Crowley re-charts the course
Jacksonville-based shipping and logistics company Crowley Maritime Corporation is setting industry standards in environmentally responsible shipping with the construction of two state-of-the-art LNG-powered cargo vessels. As one of Crowley’s major relationship banks ING acted as a joint bookrunner and mandated lead arranger.
The combined container and wheeled cargo ships are scheduled for delivery in 2017 and have been designed for service between the United States and Puerto Rico.
The 122-year-old private family and employee-owned business operates over half its fleet in the domestic US shipping market, which is regulated by the Merchant Marine Act of 1920, also known as the Jones Act. This law requires goods that are transported between US ports to be carried on US-flag ships that were built in the United States, and are owned and crewed by US nationals. As result, a limited number of compliant vessels are available for shipping, which are generally subject to more stringent wage, labour and environmental regulations than those applied globally.
The vessels will replace Crowley’s towed triple-deck barge fleet, which has been in service since the early 1970s. The new ships provide numerous environmental advantages, namely lower emissions, while also offering increased speed; greater reliability and capacity; and decks that have been optimised for vehicle shipping.
“This is our first real foray into developing container ships that are much more sustainable, energy efficient, and built specifically for our market. They will allow us to exceed the current emissions requirements of the market and meet those likely to emerge in the future,” explains Daniel Warner, CFO at Crowley. “We are one of a small number of companies doing this, but we see the market moving in this direction.”
Crowley’s long term customers are predominately blue-chip corporations such as BP, Coca-Cola, ExxonMobil, WalMart and Sears, which increasingly look to their supply chains to reduce environmental impact.
“CO2 emissions from the LNG-powered ships will be 38% lower, compared to conventional vessels running on residual fuel oils, and reductions in sulphur oxide, particulate matter and nitrogen oxide emissions exceed 90%,” says Warner. “This allows our clients to attribute these reductions to lower carbon footprint for their distribution system and overall business model.”

· · ·

Tasks and exercises:
a) From the Crowley article, reproduce word for word the passage between "The 122-year-old private" and "for vehicle shipping.", inclusive.
b) Answer these questions from the Crowley article:
(i) In what year are the two LNG-powered cargo vessels scheduled for delivery?
(ii) Since when has the towed triple-deck barge fleet been in service?
(iii) By what percentage will CO2 emissions from the LNG-powered ships be lower than those of conventional vessels running on residual fuel oils?

Point-per-instance localization data
· · ·

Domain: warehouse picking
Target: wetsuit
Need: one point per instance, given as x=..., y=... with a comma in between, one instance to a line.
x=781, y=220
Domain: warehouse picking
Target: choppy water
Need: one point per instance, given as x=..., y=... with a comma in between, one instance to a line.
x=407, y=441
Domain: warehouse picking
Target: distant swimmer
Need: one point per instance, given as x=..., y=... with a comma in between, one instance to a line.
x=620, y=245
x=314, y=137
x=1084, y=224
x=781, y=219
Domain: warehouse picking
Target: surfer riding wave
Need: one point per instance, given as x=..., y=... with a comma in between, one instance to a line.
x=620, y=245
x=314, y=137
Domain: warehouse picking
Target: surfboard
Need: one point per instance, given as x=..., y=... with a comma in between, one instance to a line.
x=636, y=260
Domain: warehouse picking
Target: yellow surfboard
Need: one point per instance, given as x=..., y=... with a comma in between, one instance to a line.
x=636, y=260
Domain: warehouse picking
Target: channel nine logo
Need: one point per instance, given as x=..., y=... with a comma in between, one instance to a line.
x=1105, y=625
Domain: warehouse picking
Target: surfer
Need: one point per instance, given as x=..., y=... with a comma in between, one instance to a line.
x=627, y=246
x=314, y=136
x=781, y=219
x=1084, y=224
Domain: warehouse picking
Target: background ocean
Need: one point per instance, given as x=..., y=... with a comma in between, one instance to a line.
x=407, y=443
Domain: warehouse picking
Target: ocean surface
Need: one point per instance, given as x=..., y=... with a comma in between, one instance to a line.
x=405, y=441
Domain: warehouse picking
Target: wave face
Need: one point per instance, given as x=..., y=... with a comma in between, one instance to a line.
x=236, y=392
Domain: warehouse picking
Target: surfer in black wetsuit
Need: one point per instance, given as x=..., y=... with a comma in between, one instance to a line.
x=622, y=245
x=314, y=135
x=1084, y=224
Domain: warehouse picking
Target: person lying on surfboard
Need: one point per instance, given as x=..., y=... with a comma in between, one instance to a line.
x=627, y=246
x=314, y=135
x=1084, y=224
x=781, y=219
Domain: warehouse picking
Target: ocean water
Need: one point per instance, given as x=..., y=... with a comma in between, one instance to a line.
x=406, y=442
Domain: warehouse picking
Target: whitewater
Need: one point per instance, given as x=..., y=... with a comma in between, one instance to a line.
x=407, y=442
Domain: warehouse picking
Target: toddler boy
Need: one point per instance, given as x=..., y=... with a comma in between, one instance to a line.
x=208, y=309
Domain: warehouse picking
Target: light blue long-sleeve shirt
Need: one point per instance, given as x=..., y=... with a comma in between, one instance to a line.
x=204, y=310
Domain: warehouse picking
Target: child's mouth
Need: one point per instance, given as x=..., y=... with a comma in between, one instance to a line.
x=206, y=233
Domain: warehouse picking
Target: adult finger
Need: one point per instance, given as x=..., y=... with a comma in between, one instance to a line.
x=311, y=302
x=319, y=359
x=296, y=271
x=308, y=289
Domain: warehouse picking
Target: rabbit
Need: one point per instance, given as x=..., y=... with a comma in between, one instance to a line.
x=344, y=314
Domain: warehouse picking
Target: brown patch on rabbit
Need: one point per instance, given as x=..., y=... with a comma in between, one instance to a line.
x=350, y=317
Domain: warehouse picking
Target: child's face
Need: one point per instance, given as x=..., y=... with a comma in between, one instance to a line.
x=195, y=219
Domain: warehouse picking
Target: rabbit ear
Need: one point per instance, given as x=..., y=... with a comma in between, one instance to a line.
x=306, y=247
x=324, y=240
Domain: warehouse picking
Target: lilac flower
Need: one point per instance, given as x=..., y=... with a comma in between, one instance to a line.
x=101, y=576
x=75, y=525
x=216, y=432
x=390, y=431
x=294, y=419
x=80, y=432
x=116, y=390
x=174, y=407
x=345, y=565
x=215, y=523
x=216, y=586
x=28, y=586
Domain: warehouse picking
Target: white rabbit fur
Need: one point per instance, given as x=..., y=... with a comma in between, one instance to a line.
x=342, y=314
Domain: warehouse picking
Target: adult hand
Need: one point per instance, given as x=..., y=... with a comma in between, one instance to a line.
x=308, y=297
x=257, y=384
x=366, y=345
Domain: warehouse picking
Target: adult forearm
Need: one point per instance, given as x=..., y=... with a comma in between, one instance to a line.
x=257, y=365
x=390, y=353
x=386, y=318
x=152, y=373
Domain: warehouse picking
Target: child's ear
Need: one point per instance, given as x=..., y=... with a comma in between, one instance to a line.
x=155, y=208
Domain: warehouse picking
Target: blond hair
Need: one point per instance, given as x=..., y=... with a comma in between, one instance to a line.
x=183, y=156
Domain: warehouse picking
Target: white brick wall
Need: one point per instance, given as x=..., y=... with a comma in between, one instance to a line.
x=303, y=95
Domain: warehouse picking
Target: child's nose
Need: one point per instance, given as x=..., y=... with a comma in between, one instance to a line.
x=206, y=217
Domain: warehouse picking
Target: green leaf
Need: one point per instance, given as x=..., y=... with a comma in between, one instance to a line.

· · ·

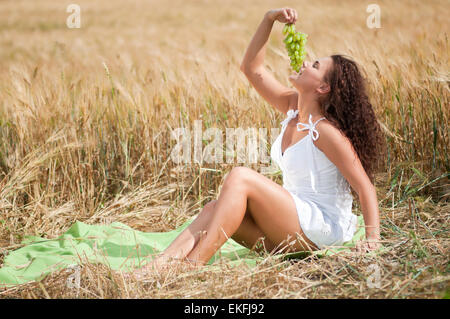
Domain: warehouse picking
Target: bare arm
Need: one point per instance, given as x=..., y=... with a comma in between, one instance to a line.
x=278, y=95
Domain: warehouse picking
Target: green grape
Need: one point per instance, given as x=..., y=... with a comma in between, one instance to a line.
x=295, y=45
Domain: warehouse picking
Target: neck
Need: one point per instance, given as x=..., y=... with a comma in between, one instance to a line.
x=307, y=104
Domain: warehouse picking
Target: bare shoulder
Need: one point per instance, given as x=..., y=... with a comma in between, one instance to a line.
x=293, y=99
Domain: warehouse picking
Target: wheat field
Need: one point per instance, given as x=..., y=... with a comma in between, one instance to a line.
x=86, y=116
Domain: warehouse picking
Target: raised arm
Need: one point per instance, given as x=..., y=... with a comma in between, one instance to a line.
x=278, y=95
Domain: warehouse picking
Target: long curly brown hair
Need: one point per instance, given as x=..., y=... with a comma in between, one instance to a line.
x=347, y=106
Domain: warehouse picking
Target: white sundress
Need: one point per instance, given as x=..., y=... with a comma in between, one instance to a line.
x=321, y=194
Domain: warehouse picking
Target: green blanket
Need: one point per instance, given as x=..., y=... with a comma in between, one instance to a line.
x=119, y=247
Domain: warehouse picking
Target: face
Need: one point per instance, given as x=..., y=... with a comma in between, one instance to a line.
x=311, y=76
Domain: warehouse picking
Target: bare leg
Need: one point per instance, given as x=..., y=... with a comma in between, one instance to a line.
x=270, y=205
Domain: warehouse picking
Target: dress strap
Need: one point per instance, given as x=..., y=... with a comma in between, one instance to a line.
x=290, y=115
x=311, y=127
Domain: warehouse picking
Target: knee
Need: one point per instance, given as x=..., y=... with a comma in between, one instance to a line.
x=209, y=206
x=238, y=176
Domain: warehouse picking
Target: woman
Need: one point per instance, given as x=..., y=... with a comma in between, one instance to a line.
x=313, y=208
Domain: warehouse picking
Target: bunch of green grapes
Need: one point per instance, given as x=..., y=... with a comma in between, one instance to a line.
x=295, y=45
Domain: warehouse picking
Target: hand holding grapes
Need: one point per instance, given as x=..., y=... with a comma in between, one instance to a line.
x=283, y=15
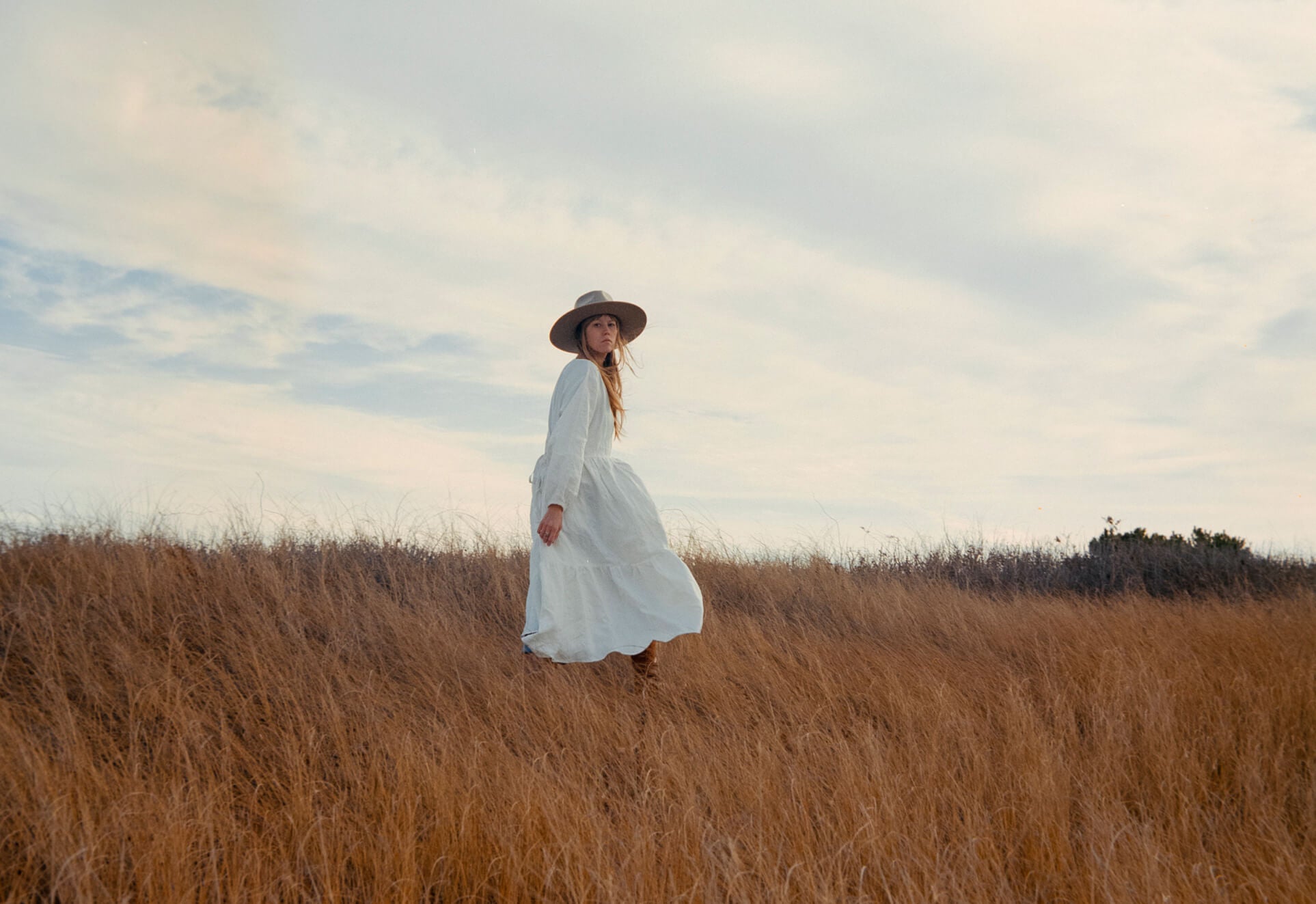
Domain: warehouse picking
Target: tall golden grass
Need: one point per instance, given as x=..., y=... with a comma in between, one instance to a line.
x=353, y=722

· · ·

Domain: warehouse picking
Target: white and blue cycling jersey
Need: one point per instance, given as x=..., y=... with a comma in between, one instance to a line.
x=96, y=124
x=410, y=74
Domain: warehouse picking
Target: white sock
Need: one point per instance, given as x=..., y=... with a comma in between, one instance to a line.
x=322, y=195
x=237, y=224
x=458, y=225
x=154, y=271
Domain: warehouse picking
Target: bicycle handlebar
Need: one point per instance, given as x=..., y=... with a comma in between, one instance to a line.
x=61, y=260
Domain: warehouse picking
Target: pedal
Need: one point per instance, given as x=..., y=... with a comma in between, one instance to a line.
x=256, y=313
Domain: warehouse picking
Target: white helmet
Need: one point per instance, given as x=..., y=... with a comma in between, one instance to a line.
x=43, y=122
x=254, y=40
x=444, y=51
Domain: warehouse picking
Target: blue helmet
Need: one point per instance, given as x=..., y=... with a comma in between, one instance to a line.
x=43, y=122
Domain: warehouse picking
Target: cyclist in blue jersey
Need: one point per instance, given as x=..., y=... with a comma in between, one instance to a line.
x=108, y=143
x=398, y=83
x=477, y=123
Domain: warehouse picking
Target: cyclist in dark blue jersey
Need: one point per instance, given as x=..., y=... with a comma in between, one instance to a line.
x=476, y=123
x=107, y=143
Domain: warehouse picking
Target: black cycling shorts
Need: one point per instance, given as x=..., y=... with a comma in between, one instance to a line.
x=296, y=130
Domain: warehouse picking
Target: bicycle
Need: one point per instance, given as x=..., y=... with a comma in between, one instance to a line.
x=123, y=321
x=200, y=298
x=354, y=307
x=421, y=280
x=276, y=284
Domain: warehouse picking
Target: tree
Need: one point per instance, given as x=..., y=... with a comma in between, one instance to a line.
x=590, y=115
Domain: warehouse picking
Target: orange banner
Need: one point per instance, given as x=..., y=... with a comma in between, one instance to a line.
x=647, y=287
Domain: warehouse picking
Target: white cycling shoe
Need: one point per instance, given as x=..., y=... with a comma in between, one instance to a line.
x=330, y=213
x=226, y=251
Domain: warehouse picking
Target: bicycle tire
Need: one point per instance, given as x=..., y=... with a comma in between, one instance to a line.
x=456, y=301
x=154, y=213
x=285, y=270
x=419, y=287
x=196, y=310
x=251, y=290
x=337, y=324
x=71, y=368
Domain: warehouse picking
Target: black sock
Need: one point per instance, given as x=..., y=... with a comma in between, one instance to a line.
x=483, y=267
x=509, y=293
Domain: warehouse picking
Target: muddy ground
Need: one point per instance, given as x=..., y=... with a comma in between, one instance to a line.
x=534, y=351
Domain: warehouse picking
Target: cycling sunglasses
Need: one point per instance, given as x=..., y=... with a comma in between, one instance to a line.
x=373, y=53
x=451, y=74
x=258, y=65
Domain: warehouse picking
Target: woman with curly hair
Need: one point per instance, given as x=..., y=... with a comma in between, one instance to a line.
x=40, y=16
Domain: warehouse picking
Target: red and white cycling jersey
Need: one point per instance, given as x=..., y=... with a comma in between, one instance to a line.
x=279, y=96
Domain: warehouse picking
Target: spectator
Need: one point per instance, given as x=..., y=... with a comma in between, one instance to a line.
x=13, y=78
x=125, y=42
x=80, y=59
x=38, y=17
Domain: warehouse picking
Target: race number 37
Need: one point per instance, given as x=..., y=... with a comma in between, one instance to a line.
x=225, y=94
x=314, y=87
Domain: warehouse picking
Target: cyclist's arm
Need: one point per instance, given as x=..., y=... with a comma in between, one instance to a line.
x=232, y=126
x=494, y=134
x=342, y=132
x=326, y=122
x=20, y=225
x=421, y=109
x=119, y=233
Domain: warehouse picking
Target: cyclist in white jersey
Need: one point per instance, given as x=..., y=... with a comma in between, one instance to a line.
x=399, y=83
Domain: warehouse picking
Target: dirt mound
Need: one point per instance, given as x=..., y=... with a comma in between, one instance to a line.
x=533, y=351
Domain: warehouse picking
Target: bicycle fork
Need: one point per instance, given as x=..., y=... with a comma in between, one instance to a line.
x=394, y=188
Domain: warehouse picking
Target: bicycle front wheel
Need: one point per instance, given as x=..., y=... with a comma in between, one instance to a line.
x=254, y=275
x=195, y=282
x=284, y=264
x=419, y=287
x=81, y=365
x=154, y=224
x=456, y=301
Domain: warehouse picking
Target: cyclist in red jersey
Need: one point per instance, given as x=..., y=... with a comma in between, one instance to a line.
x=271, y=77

· · ·

Results for the exercise:
a)
The 122-year-old private family and employee-owned business operates over half its fleet in the domestic US shipping market, which is regulated by the Merchant Marine Act of 1920, also known as the Jones Act. This law requires goods that are transported between US ports to be carried on US-flag ships that were built in the United States, and are owned and crewed by US nationals. As result, a limited number of compliant vessels are available for shipping, which are generally subject to more stringent wage, labour and environmental regulations than those applied globally.
The vessels will replace Crowley’s towed triple-deck barge fleet, which has been in service since the early 1970s. The new ships provide numerous environmental advantages, namely lower emissions, while also offering increased speed; greater reliability and capacity; and decks that have been optimised for vehicle shipping.

b)
(i) 2017
(ii) The early 1970s
(iii) 38%